Work instructions =
Extract every line of the data below and reproduce each one verbatim, in the same order.

Data entries =
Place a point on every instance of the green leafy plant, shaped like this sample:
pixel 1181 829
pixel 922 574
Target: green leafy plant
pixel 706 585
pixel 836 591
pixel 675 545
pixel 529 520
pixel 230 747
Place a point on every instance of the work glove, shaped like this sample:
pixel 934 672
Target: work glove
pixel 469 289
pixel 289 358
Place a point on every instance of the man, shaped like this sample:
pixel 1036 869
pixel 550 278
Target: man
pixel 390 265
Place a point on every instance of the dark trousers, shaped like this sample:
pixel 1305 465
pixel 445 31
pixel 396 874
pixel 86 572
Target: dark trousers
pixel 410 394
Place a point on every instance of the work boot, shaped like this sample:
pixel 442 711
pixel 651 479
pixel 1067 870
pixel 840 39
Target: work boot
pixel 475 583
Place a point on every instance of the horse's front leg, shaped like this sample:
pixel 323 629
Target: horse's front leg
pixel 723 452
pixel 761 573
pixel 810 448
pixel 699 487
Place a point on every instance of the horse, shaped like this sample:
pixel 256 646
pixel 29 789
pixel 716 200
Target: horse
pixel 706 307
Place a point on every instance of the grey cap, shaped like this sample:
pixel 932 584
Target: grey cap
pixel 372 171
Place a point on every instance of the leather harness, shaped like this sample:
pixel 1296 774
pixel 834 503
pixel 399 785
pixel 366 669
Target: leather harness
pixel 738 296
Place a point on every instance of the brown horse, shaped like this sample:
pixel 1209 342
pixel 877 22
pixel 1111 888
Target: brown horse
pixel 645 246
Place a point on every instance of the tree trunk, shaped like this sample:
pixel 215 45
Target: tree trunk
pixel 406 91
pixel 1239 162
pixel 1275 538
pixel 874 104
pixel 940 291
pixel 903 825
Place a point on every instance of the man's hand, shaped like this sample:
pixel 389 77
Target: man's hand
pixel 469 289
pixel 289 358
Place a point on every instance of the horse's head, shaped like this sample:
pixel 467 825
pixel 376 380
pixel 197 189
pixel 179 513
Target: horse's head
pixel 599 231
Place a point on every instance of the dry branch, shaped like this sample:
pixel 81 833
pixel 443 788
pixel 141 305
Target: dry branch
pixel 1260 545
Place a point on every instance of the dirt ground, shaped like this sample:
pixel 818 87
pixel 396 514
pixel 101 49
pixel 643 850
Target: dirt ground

Result for this exercise =
Place a point on every instance of the green leafy plant, shaped like this sample:
pixel 1181 829
pixel 922 574
Target: green leafy plant
pixel 706 585
pixel 836 591
pixel 675 545
pixel 529 520
pixel 230 747
Place a point on every instance of the work glove, shaped like this sample:
pixel 934 672
Target: work glove
pixel 469 289
pixel 289 358
Place a point on every instance of the man, shaped like this sample:
pixel 1036 869
pixel 550 278
Target: man
pixel 390 265
Place a point on every instance of the dark trousers, shaped like this sample:
pixel 1305 465
pixel 445 31
pixel 396 874
pixel 86 572
Target: dark trousers
pixel 410 394
Place a point on every instance of the work boot, shaped like this sample:
pixel 442 711
pixel 651 479
pixel 1067 870
pixel 840 39
Target: work boot
pixel 475 583
Place a point on every instance of the horse's front leg, shaped like this sample:
pixel 323 629
Target: horse's front leg
pixel 723 452
pixel 761 573
pixel 810 448
pixel 699 487
Place a point on every instance of the horse, shaped like this sample:
pixel 256 646
pixel 29 789
pixel 716 200
Target: horse
pixel 706 307
Place a point on every instance of the grey cap, shaped like this sample:
pixel 932 584
Target: grey cap
pixel 372 171
Place a point on every instance of the leather harness, shaped like this sample:
pixel 1296 774
pixel 834 503
pixel 399 785
pixel 366 669
Target: leather harness
pixel 738 296
Place a point on every instance of the brown horse, shaped like this sample:
pixel 1209 342
pixel 877 22
pixel 1111 888
Target: brown horse
pixel 645 246
Place a point on every instance of the tree trunk, shaped like this sample:
pixel 215 45
Target: tree trunk
pixel 406 91
pixel 1239 162
pixel 1275 538
pixel 874 104
pixel 940 291
pixel 903 825
Place a point on every instance of the man's hand, shaped like this sample:
pixel 389 77
Target: man's hand
pixel 469 289
pixel 289 358
Place a point on every instance of the horse's head, shaped like this sample:
pixel 467 825
pixel 376 380
pixel 197 189
pixel 179 513
Target: horse's head
pixel 599 231
Place a point on every instance of the dry branch, shaped like this sample:
pixel 81 833
pixel 443 788
pixel 141 305
Target: dry branch
pixel 1260 545
Place a point on every instance of the dirt ground, shaped like this sample:
pixel 818 87
pixel 396 514
pixel 101 49
pixel 643 850
Target: dirt ground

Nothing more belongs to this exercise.